◆ KUTIPAN TERPILIH
--------------------

Pesta sepak bola Indonesia kembali bergelora setelah Presiden Joko Widodo turun tangan merestui digelarnya Kejuaraan Sepak Bola Torabika (Torabika Soccer Championship/TSC), yang dimulai 29 April 2016. Dari kejuaraan ini sudah memunculkan bintang baru, yakni Ratu Tisha Destria (30). Dialah Direktur Kompetisi TSC yang akan berperan besar untuk mengawal kualitas kompetisi.
KOMPAS/GATOT WIDAKDO |
Kehadiran alumnus FIFA Master dalam setiap rapat penting dengan klub, pertemuan dengan Badan Olahraga Profesional Indonesia (BOPI), dan pembahasan peraturan kompetisi yang kadang berlangsung alot itu mengundang perhatian wartawan. Termasuk ketika dirinya mengantar semua punggawa klub peserta TSC bertemu Presiden Joko Widodo di Istana Presiden karena satu-satunya perempuan.

--------------------

◆ PETUNJUK
1. Tentukan apakah pernyataan (a), (b), dan (c) sesuai dengan teks tentang Kejuaraan Sepak Bola Torabika, jawab ya atau tidak, lalu kutip kata-kata penentunya dari teks secara persis. (a) TSC dimulai pada 29 April 2016. (b) Ratu Tisha Destria menjabat Direktur Kompetisi TSC. (c) Ratu Tisha Destria mengantar punggawa klub peserta TSC bertemu Presiden di kantor BOPI.
2. Ganti nama "Istana Presiden" menjadi "Istana Negara" dalam teks tentang Kejuaraan Sepak Bola Torabika, lalu tulis ulang bagiannya mulai dari kata-kata "KOMPAS/GATOT WIDAKDO |" hingga sesudah "karena satu-satunya perempuan.".
Materi sesudah teks ini merupakan bahan tersendiri yang terpisah dari teks.

◆ CUPLIKAN DATA
--------------------

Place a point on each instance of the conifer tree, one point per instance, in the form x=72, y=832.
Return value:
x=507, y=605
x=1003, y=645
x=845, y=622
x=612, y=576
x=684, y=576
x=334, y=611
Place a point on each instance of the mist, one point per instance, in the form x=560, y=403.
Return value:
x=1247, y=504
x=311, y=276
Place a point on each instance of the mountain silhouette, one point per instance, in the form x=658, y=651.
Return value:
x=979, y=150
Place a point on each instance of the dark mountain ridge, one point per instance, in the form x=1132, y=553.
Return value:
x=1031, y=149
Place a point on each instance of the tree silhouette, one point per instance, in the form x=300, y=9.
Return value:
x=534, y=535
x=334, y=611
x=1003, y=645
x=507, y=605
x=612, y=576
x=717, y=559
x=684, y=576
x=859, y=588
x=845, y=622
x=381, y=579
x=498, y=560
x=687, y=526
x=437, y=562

--------------------

◆ DAFTAR JAWABAN
1.
(a) Ya: "yang dimulai 29 April 2016".
(b) Ya: "Dialah Direktur Kompetisi TSC".
(c) Tidak: "bertemu Presiden Joko Widodo di Istana Presiden".

2.
KOMPAS/GATOT WIDAKDO |
Kehadiran alumnus FIFA Master dalam setiap rapat penting dengan klub, pertemuan dengan Badan Olahraga Profesional Indonesia (BOPI), dan pembahasan peraturan kompetisi yang kadang berlangsung alot itu mengundang perhatian wartawan. Termasuk ketika dirinya mengantar semua punggawa klub peserta TSC bertemu Presiden Joko Widodo di Istana Negara karena satu-satunya perempuan.